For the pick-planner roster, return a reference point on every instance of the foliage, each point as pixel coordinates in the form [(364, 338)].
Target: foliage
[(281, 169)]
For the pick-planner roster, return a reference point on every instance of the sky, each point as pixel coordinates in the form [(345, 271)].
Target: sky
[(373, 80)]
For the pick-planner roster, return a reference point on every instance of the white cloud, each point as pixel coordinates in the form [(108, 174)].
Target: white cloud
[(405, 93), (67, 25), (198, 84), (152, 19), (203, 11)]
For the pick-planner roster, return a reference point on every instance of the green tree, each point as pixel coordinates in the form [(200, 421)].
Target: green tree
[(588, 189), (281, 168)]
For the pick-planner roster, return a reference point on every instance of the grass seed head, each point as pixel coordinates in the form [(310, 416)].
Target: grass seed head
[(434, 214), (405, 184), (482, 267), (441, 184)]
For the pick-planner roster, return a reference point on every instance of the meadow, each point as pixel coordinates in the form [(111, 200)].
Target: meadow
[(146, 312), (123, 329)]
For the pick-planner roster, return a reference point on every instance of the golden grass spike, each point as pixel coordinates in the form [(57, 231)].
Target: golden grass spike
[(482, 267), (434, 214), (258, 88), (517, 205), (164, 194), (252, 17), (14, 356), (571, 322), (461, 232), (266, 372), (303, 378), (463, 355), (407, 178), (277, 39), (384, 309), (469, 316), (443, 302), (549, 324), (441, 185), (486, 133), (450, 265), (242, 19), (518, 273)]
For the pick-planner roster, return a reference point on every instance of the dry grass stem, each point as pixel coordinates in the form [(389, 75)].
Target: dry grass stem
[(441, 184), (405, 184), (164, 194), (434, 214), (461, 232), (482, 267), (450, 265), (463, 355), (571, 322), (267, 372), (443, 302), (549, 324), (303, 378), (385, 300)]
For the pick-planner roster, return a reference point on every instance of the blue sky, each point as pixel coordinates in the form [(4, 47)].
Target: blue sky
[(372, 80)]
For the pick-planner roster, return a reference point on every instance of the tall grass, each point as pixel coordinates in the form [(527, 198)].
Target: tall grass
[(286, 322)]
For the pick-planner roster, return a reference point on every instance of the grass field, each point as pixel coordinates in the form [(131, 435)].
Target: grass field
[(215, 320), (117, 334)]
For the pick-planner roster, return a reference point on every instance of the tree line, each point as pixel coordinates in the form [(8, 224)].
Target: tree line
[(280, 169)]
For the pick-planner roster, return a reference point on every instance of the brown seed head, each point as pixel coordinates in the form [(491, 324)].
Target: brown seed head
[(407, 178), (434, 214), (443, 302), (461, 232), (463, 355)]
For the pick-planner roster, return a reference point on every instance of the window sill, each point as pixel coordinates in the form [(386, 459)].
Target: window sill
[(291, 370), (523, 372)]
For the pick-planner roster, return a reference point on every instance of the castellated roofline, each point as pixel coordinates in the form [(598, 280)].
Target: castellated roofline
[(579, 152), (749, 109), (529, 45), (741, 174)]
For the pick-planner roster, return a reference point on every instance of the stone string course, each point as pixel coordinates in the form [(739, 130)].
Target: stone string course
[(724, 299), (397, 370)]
----
EXERCISE REQUIREMENTS: Reproduce all of the entries above word for word, from the first through the last, changing nothing.

RESPONSE BELOW:
For the pick-planner roster, return a reference point on every instance of the foliage, each point as pixel coordinates in the form [(364, 338)].
Target: foliage
[(281, 169)]
For the pick-planner roster, return a reference point on every instance of the sky, each point as pixel coordinates in the form [(345, 271)].
Target: sky
[(373, 80)]
For the pick-planner roster, return a reference point on every instance of the white cloud, each point as pixel coordinates in the form [(108, 174)].
Target: white cloud
[(405, 93), (67, 25), (198, 84), (152, 19), (203, 11)]
For the pick-planner roster, return a reference point on every instance of the green tree, each point as pixel coordinates in the form [(200, 421)].
Target: green tree
[(588, 189), (281, 168)]
For the pick-planner roster, return a reference point on every instance of the grass seed head, each point as pixel coordinates in the form [(310, 416)].
Target: grass seed head
[(434, 214), (405, 184), (482, 267), (441, 184)]
For the pick-planner roster, return a reference point on every instance of the meadow, each point as pixel coordinates in the form [(111, 200)].
Target: meadow
[(146, 312), (123, 329)]
For the pick-planner roster, return a reference point on every instance of the golden grass spike, each point as pixel coordinates in the form [(57, 231)].
Target: golden grass spike
[(482, 267), (434, 214), (258, 88), (517, 205), (164, 194), (252, 17), (14, 356), (571, 322), (461, 232), (266, 372), (303, 378), (463, 355), (407, 178), (277, 39), (384, 309), (469, 316), (443, 302), (549, 324), (441, 185), (486, 133), (450, 265), (242, 19), (518, 273)]
For the pick-planner roster, return a reference point on every instance of the dry grass stem, each point as pixel coordinates in the form [(389, 75)].
Target: dry grass stem
[(441, 184), (405, 184), (164, 194), (434, 214), (461, 232), (482, 267), (450, 265), (463, 355), (571, 322), (267, 372), (443, 302), (549, 324), (303, 378), (385, 300)]
For the pick-planner roster, return a reference point on every instance of the blue sky, each point as pixel coordinates in the form [(4, 47)].
Target: blue sky
[(372, 80)]
For the pick-planner roster, return a reference point on every instance of the tall grass, each point as pixel coordinates in the form [(527, 198)].
Target: tall grass
[(286, 322)]
For the pick-planner roster, return a reference point on every instance of the grass field, each point as pixel coordinates in the form [(131, 435)].
Target: grass field
[(215, 320), (117, 334)]
For the pick-planner roster, return a reference point on every instance of the tree line, each point as pixel coordinates in the form [(8, 224)].
Target: tree line
[(280, 169)]
For the pick-planner roster, return a reference point on every instance of the brown seed head, each point as pixel coordinates in the form [(491, 324)].
Target: brown seed head
[(407, 178), (434, 214), (443, 302), (461, 232), (463, 355)]
For the pick-planner roster, return a reference point on every instance of the window sill, each point as pixel coordinates in the form [(386, 459)].
Target: window sill
[(291, 370), (523, 372)]
For the pick-planner roster, return a reference point on every instance of the castellated roofline, each point as pixel coordinates in the form [(598, 280)].
Target: castellated roofline
[(579, 152), (749, 109), (529, 45), (741, 174)]
For the pick-planner roster, return a reference point on every instance of the stone string course, each point as pixel coordinates in the form [(739, 130)].
Target: stone string course
[(724, 299), (397, 370)]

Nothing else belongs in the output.